» **Given instruction 1**:
Quote the passage on the 1912 Campeonato Carioca between "The league was" and "the previous year.", inclusive.
» **Given instruction 2**:
According to the passage on the 1912 Campeonato Carioca, on what date did that edition end?
» **Given instruction 3**:
Using the passage on the 1912 Campeonato Carioca, explain how the league came to have eight teams that year.

» **Page**:
──────────────────────────────
The edition of the Campeonato Carioca organized by LMSA (Liga Metropolitana de Sports Athleticos, or Metropolitan Athletic Sports League) kicked off on May 3, 1912 and ended on November 1, 1912. Paysandu won the championship for the 1st time. no teams were relegated.

=== Participating teams ===

The league was expanded that year from six to eight teams, with the four participants of the previous year's championship, the three best teams from the second level, and Flamengo, a rowing club that had formed its own football department, mostly comprising former Fluminense players that had a falling out with the club's officialdom in the previous year.
──────────────────────────────
» **Entries supplied**:
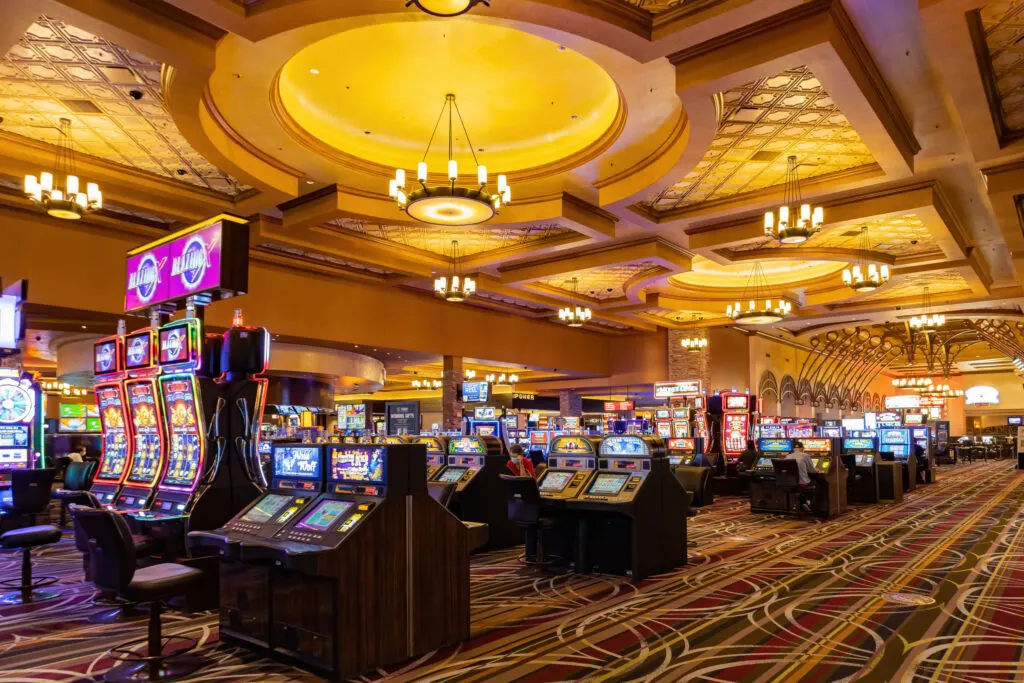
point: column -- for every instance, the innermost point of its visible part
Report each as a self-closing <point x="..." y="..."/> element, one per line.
<point x="451" y="382"/>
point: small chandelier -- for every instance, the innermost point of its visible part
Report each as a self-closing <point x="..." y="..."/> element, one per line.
<point x="450" y="204"/>
<point x="792" y="227"/>
<point x="928" y="322"/>
<point x="446" y="7"/>
<point x="862" y="276"/>
<point x="762" y="308"/>
<point x="64" y="201"/>
<point x="574" y="315"/>
<point x="455" y="287"/>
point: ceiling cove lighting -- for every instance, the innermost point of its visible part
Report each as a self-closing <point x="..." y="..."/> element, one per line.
<point x="795" y="221"/>
<point x="450" y="204"/>
<point x="58" y="193"/>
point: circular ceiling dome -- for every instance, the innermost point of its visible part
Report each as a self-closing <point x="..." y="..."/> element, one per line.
<point x="375" y="93"/>
<point x="777" y="272"/>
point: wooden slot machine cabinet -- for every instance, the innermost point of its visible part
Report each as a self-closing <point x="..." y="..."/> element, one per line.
<point x="633" y="510"/>
<point x="375" y="571"/>
<point x="116" y="451"/>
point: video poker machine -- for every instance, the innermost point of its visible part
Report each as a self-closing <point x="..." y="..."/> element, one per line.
<point x="632" y="511"/>
<point x="475" y="465"/>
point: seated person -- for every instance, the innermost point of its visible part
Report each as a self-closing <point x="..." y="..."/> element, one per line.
<point x="518" y="464"/>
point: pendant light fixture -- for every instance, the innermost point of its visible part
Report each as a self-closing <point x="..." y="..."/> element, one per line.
<point x="58" y="193"/>
<point x="761" y="307"/>
<point x="449" y="204"/>
<point x="455" y="286"/>
<point x="862" y="275"/>
<point x="574" y="314"/>
<point x="796" y="221"/>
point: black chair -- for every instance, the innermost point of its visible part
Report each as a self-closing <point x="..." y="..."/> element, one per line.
<point x="524" y="510"/>
<point x="28" y="589"/>
<point x="113" y="560"/>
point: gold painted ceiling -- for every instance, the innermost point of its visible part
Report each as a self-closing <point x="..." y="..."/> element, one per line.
<point x="762" y="123"/>
<point x="57" y="70"/>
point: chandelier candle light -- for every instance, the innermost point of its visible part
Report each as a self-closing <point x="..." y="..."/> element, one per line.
<point x="67" y="200"/>
<point x="796" y="220"/>
<point x="450" y="204"/>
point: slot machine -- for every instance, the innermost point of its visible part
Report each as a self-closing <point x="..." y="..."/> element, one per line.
<point x="633" y="510"/>
<point x="145" y="421"/>
<point x="475" y="465"/>
<point x="116" y="451"/>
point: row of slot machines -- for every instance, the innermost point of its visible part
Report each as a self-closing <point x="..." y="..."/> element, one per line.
<point x="344" y="563"/>
<point x="179" y="412"/>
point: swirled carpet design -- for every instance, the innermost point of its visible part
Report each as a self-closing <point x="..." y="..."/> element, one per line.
<point x="928" y="590"/>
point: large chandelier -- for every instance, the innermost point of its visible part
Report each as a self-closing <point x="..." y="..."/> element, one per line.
<point x="796" y="221"/>
<point x="450" y="204"/>
<point x="863" y="276"/>
<point x="455" y="287"/>
<point x="446" y="7"/>
<point x="62" y="197"/>
<point x="928" y="322"/>
<point x="762" y="307"/>
<point x="574" y="315"/>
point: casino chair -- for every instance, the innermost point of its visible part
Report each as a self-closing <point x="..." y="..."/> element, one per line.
<point x="113" y="558"/>
<point x="524" y="510"/>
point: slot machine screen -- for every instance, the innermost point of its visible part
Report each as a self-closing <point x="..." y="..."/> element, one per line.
<point x="608" y="484"/>
<point x="325" y="514"/>
<point x="184" y="445"/>
<point x="555" y="481"/>
<point x="266" y="508"/>
<point x="297" y="462"/>
<point x="354" y="464"/>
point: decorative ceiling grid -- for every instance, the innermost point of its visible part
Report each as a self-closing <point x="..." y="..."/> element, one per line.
<point x="763" y="123"/>
<point x="602" y="283"/>
<point x="1004" y="26"/>
<point x="56" y="70"/>
<point x="437" y="239"/>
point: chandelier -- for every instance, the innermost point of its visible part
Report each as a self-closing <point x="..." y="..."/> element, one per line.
<point x="792" y="227"/>
<point x="64" y="201"/>
<point x="762" y="308"/>
<point x="928" y="322"/>
<point x="450" y="204"/>
<point x="574" y="315"/>
<point x="446" y="7"/>
<point x="863" y="276"/>
<point x="455" y="287"/>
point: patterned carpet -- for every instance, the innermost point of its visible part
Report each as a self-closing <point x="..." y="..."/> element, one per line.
<point x="929" y="590"/>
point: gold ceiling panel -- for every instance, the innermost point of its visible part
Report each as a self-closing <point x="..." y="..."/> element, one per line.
<point x="606" y="282"/>
<point x="472" y="240"/>
<point x="1003" y="24"/>
<point x="761" y="124"/>
<point x="56" y="70"/>
<point x="899" y="236"/>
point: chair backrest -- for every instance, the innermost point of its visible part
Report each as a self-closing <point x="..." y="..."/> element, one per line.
<point x="523" y="499"/>
<point x="30" y="489"/>
<point x="786" y="473"/>
<point x="441" y="492"/>
<point x="112" y="552"/>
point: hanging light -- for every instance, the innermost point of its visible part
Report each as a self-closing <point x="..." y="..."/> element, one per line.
<point x="450" y="204"/>
<point x="762" y="307"/>
<point x="796" y="220"/>
<point x="863" y="276"/>
<point x="928" y="322"/>
<point x="455" y="286"/>
<point x="446" y="7"/>
<point x="574" y="314"/>
<point x="59" y="193"/>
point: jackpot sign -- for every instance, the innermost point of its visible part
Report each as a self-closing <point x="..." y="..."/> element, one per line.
<point x="211" y="256"/>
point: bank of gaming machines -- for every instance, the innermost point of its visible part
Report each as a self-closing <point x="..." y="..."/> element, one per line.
<point x="368" y="573"/>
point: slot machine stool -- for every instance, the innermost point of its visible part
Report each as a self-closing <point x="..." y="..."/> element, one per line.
<point x="27" y="589"/>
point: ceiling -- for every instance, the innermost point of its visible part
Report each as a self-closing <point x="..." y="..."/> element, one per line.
<point x="644" y="139"/>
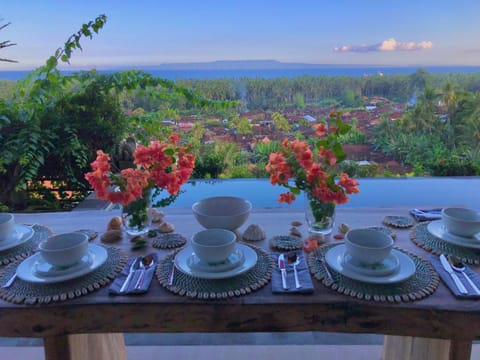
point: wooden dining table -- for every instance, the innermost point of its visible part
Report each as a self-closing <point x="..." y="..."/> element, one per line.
<point x="438" y="326"/>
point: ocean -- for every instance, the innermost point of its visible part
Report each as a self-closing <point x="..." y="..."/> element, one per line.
<point x="274" y="73"/>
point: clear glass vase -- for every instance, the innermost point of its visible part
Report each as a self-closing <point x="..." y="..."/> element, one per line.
<point x="136" y="215"/>
<point x="320" y="216"/>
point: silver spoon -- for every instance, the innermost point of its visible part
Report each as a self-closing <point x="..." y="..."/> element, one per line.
<point x="10" y="281"/>
<point x="146" y="263"/>
<point x="459" y="267"/>
<point x="294" y="259"/>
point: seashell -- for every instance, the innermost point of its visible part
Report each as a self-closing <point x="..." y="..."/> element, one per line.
<point x="156" y="215"/>
<point x="111" y="236"/>
<point x="254" y="233"/>
<point x="295" y="232"/>
<point x="343" y="228"/>
<point x="115" y="223"/>
<point x="137" y="238"/>
<point x="296" y="223"/>
<point x="165" y="227"/>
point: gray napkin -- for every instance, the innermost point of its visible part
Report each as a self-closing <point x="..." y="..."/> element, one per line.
<point x="426" y="215"/>
<point x="447" y="279"/>
<point x="303" y="276"/>
<point x="114" y="289"/>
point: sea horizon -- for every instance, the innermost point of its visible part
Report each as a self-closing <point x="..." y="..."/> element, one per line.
<point x="266" y="73"/>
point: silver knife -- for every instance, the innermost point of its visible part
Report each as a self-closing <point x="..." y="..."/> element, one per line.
<point x="448" y="268"/>
<point x="283" y="270"/>
<point x="131" y="272"/>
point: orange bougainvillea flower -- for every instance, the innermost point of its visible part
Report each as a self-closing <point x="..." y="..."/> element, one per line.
<point x="165" y="165"/>
<point x="320" y="129"/>
<point x="299" y="167"/>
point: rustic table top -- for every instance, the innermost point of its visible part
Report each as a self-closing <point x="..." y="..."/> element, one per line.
<point x="440" y="315"/>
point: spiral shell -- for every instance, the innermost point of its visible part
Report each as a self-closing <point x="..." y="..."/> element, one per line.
<point x="254" y="233"/>
<point x="115" y="223"/>
<point x="156" y="215"/>
<point x="111" y="236"/>
<point x="165" y="227"/>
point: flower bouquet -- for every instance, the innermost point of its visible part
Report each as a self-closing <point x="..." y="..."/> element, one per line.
<point x="161" y="165"/>
<point x="299" y="167"/>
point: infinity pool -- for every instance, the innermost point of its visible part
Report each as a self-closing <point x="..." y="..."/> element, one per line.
<point x="374" y="192"/>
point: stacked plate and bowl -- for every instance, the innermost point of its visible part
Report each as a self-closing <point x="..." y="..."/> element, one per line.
<point x="214" y="253"/>
<point x="458" y="226"/>
<point x="368" y="255"/>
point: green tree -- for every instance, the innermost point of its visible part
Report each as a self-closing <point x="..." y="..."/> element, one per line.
<point x="281" y="123"/>
<point x="6" y="43"/>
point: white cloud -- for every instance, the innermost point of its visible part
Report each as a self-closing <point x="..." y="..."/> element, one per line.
<point x="386" y="45"/>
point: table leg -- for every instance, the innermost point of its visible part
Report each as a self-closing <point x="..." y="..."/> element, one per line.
<point x="414" y="348"/>
<point x="85" y="347"/>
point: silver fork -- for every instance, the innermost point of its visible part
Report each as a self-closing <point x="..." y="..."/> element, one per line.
<point x="325" y="267"/>
<point x="10" y="281"/>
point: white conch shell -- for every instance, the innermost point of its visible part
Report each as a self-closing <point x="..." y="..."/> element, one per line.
<point x="254" y="233"/>
<point x="166" y="227"/>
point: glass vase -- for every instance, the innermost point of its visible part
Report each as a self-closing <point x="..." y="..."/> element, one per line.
<point x="320" y="216"/>
<point x="136" y="215"/>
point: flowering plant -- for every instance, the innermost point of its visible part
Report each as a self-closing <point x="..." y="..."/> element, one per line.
<point x="314" y="169"/>
<point x="161" y="164"/>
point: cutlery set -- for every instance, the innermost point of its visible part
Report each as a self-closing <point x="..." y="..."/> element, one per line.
<point x="453" y="268"/>
<point x="295" y="261"/>
<point x="139" y="265"/>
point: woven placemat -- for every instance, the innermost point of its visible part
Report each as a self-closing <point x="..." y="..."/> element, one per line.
<point x="397" y="221"/>
<point x="424" y="239"/>
<point x="422" y="284"/>
<point x="23" y="292"/>
<point x="243" y="284"/>
<point x="286" y="243"/>
<point x="169" y="241"/>
<point x="27" y="248"/>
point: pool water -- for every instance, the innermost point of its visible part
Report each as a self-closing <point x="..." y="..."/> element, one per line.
<point x="374" y="192"/>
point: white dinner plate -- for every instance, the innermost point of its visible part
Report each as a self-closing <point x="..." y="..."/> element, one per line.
<point x="20" y="234"/>
<point x="383" y="268"/>
<point x="28" y="268"/>
<point x="182" y="260"/>
<point x="334" y="258"/>
<point x="45" y="269"/>
<point x="234" y="260"/>
<point x="437" y="228"/>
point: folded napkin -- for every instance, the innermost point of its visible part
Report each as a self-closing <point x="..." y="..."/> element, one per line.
<point x="114" y="289"/>
<point x="426" y="215"/>
<point x="447" y="279"/>
<point x="303" y="277"/>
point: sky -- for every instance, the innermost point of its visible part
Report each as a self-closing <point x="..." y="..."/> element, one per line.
<point x="342" y="32"/>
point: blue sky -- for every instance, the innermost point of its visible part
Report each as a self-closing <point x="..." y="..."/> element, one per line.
<point x="148" y="32"/>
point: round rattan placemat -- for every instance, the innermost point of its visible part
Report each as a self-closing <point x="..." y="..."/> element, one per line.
<point x="26" y="249"/>
<point x="23" y="292"/>
<point x="422" y="284"/>
<point x="243" y="284"/>
<point x="169" y="241"/>
<point x="424" y="239"/>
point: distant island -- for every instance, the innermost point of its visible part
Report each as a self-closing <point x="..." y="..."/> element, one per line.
<point x="249" y="64"/>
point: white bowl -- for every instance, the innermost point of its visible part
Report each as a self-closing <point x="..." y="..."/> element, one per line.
<point x="7" y="225"/>
<point x="64" y="250"/>
<point x="222" y="212"/>
<point x="461" y="221"/>
<point x="368" y="246"/>
<point x="214" y="245"/>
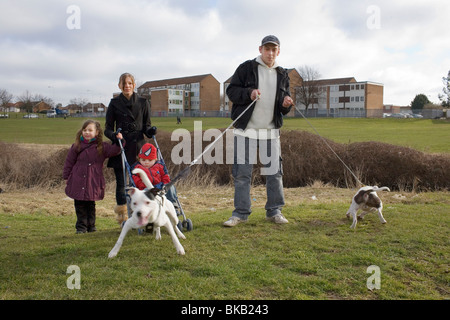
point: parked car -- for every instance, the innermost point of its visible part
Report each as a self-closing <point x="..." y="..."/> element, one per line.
<point x="30" y="116"/>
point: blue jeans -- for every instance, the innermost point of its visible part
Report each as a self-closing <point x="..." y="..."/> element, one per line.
<point x="245" y="153"/>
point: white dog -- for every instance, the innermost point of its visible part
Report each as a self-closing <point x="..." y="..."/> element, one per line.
<point x="150" y="207"/>
<point x="366" y="199"/>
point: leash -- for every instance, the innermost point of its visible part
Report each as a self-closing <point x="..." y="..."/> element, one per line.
<point x="325" y="141"/>
<point x="185" y="171"/>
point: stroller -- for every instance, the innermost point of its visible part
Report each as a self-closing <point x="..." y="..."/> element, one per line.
<point x="128" y="178"/>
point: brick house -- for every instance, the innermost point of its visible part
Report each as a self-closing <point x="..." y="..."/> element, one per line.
<point x="194" y="95"/>
<point x="348" y="96"/>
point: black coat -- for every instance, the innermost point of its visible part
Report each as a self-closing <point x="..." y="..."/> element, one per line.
<point x="244" y="81"/>
<point x="133" y="117"/>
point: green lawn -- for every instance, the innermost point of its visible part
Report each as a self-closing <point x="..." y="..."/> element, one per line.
<point x="424" y="135"/>
<point x="315" y="256"/>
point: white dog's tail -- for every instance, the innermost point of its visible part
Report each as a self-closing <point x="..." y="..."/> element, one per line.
<point x="144" y="177"/>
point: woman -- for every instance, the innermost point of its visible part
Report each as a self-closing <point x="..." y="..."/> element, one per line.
<point x="131" y="113"/>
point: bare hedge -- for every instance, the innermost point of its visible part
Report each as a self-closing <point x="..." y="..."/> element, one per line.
<point x="306" y="158"/>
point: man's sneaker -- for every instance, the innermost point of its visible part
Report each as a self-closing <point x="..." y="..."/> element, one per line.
<point x="278" y="218"/>
<point x="233" y="221"/>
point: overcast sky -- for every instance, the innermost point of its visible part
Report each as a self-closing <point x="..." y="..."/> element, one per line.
<point x="78" y="48"/>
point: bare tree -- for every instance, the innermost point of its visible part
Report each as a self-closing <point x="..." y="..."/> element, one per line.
<point x="308" y="93"/>
<point x="79" y="102"/>
<point x="28" y="101"/>
<point x="5" y="98"/>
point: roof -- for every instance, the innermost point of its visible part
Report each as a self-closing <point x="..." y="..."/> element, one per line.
<point x="336" y="81"/>
<point x="175" y="81"/>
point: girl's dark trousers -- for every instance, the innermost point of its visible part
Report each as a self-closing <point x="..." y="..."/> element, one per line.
<point x="85" y="211"/>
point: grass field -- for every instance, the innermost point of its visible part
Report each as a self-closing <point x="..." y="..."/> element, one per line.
<point x="421" y="134"/>
<point x="315" y="256"/>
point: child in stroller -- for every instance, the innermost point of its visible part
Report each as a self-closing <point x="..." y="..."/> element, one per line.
<point x="155" y="171"/>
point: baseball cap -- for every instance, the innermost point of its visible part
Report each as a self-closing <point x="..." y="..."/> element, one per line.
<point x="270" y="39"/>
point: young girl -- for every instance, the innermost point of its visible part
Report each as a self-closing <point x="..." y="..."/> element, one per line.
<point x="83" y="171"/>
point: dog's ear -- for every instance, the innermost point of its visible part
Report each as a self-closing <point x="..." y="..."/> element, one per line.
<point x="151" y="193"/>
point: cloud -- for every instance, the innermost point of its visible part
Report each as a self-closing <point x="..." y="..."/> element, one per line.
<point x="407" y="51"/>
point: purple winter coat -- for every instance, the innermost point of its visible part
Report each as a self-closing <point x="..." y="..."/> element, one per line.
<point x="83" y="171"/>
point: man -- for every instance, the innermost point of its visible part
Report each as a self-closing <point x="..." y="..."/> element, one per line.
<point x="263" y="80"/>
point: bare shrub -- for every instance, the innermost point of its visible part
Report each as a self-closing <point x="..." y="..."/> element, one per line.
<point x="306" y="160"/>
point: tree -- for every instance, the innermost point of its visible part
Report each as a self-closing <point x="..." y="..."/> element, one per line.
<point x="79" y="102"/>
<point x="308" y="93"/>
<point x="445" y="98"/>
<point x="5" y="98"/>
<point x="419" y="102"/>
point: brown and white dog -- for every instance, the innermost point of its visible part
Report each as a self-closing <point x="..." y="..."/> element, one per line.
<point x="149" y="206"/>
<point x="367" y="200"/>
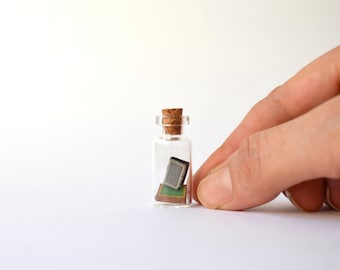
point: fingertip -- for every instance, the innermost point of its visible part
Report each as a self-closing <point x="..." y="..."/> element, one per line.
<point x="215" y="190"/>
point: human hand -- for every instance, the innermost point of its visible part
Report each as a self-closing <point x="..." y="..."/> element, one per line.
<point x="289" y="141"/>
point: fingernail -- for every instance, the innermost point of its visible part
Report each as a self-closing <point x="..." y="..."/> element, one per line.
<point x="328" y="200"/>
<point x="289" y="195"/>
<point x="216" y="189"/>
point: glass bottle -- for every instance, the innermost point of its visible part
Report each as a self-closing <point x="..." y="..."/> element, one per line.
<point x="171" y="158"/>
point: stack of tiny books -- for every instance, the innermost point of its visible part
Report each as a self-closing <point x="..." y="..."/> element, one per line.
<point x="173" y="189"/>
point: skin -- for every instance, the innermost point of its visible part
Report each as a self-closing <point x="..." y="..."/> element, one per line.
<point x="288" y="142"/>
──────────────────────────────
» **Output 1**:
The league was expanded that year from six to eight teams, with the four participants of the previous year's championship, the three best teams from the second level, and Flamengo, a rowing club that had formed its own football department, mostly comprising former Fluminense players that had a falling out with the club's officialdom in the previous year.

» **Output 2**:
It ended on November 1, 1912.

» **Output 3**:
The league grew from six to eight teams by taking in the four participants from the previous year's championship and the three best teams from the second level. Flamengo, a rowing club that had formed its own football department, made up the eighth team.